* [OBJECTIVE]: Copy out the lines of the data that run from the one holding "Pin each instance of the drip" to the one holding "column 246, row 516", both of those lines included, exactly as they stand and with nothing else.

* [GIVEN RECORDS]:
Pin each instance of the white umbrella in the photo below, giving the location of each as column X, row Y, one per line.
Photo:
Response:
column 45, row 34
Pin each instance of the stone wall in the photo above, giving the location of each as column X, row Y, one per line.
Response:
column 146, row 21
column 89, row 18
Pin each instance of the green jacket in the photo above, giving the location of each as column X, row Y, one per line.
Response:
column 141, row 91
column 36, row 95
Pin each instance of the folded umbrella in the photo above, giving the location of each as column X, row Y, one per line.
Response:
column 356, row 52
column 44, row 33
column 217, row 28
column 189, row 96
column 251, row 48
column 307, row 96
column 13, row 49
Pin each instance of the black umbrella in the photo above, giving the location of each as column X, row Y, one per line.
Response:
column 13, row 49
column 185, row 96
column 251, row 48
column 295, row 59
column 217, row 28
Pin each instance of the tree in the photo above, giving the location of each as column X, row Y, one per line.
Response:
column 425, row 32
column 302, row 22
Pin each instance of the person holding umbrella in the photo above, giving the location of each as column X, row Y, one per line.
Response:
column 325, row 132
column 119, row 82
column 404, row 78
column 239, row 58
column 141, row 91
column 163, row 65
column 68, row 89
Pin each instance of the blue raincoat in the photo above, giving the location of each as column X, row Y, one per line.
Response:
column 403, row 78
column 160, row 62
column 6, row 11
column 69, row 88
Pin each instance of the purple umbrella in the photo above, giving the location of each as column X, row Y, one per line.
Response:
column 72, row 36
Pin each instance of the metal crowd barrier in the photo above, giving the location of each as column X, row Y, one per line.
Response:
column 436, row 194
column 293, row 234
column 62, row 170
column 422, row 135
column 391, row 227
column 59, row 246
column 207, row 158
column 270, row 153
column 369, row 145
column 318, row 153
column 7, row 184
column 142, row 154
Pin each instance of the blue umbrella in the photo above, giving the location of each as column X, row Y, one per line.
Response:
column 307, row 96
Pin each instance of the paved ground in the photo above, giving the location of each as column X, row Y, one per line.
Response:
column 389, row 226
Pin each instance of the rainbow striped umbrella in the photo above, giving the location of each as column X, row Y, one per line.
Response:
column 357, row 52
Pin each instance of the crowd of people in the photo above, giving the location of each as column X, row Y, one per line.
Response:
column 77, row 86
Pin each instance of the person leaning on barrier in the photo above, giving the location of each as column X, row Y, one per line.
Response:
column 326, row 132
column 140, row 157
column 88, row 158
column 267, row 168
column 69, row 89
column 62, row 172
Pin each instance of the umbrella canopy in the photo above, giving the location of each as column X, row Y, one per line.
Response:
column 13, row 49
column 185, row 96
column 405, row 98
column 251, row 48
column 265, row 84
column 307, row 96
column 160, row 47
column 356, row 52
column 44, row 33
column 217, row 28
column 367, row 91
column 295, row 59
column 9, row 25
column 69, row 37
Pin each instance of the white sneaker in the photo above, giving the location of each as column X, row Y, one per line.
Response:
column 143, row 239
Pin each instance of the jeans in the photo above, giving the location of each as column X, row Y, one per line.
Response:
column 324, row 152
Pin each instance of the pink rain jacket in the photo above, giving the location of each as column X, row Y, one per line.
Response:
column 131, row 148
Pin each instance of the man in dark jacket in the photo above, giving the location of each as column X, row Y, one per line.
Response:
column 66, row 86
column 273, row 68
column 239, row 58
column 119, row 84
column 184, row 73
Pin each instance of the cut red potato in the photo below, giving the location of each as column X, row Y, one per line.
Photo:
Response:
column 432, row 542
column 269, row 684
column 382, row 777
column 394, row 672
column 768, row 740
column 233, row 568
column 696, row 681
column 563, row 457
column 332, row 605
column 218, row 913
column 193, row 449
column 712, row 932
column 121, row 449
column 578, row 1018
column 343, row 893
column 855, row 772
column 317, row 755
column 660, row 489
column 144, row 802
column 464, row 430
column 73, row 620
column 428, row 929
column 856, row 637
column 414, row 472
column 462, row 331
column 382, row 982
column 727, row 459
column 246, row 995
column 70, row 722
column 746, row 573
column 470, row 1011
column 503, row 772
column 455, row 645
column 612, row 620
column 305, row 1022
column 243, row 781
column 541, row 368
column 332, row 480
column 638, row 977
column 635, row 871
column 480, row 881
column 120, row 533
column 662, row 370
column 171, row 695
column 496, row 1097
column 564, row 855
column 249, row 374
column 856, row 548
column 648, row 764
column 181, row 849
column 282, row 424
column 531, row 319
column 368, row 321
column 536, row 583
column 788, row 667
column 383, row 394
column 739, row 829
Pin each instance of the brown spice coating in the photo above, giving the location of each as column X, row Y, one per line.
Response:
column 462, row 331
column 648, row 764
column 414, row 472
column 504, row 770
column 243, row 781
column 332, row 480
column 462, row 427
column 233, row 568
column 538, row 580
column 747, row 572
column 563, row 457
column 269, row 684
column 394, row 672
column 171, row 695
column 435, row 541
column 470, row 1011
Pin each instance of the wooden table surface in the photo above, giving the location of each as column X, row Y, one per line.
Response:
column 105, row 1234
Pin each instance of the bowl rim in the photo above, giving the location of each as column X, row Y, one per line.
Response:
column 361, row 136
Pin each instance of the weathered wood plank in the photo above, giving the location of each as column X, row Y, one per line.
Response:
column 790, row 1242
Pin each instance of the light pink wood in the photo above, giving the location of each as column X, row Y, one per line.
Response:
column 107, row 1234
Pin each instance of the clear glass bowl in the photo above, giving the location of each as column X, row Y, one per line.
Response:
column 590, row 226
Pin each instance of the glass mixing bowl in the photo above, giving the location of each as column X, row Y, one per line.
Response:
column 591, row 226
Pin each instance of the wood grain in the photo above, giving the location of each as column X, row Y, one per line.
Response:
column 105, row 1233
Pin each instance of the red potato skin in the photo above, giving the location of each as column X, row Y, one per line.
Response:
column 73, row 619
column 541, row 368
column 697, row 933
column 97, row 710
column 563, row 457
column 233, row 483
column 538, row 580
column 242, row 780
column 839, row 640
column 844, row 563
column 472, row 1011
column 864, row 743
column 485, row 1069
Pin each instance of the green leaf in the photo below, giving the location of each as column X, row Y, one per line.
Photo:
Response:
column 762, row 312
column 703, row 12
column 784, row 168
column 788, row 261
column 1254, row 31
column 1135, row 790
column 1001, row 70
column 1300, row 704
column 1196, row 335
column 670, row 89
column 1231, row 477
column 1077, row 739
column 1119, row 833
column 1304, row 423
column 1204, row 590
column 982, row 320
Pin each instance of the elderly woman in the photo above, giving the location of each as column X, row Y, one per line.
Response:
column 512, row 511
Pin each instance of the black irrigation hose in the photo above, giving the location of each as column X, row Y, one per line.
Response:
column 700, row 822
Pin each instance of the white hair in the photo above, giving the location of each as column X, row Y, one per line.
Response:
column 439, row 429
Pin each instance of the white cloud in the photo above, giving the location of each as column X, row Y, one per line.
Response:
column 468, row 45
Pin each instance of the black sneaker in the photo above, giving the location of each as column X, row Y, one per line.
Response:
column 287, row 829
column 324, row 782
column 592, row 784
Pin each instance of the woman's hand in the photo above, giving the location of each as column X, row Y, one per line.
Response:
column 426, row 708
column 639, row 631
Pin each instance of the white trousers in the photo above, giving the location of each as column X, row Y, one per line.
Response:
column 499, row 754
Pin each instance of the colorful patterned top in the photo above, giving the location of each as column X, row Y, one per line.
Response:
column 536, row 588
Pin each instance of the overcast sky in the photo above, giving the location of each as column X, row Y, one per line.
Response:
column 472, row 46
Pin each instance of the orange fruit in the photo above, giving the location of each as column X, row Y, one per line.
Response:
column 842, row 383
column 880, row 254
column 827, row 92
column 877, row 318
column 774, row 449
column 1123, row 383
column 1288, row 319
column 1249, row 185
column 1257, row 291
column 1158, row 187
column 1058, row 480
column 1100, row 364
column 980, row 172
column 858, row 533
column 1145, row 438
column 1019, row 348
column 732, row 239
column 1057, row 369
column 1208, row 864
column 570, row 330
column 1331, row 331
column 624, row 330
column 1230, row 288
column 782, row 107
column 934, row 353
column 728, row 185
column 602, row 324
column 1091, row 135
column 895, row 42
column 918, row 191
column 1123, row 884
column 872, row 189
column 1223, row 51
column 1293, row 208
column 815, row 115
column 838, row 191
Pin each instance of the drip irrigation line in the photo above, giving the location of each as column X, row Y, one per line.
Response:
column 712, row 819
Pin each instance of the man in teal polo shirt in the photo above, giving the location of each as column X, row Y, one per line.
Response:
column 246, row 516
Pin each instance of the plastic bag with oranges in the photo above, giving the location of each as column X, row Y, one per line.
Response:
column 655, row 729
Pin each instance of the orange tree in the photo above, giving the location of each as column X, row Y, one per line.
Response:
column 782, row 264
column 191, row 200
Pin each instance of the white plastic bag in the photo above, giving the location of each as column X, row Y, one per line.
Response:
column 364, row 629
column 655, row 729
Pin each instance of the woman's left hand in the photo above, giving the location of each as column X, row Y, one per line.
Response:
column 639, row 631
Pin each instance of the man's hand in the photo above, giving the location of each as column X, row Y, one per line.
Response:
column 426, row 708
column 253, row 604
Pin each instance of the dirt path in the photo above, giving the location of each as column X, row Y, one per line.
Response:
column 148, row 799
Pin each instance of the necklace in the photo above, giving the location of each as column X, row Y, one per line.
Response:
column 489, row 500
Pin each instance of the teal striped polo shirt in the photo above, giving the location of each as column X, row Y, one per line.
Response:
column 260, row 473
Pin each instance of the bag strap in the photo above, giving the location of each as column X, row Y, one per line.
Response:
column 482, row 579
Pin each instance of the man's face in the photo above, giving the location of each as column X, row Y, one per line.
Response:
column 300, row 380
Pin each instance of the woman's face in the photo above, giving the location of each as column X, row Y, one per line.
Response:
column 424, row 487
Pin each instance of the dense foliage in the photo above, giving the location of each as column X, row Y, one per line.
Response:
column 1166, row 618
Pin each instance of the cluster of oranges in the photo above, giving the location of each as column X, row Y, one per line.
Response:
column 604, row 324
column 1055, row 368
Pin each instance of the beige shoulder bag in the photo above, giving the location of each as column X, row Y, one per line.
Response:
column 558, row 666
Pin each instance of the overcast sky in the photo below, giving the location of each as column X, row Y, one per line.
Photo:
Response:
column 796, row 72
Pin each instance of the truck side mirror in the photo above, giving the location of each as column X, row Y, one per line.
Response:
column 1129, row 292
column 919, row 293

* [RESPONSE TO THE EXERCISE]:
Pin each instance of the drip irrigation line in the photo above, giving the location of each as column X, row Y, one per line.
Response:
column 712, row 819
Pin each instance of the man in teal polo shirt in the photo above, giving the location of each as column X, row Y, one per line.
Response:
column 246, row 516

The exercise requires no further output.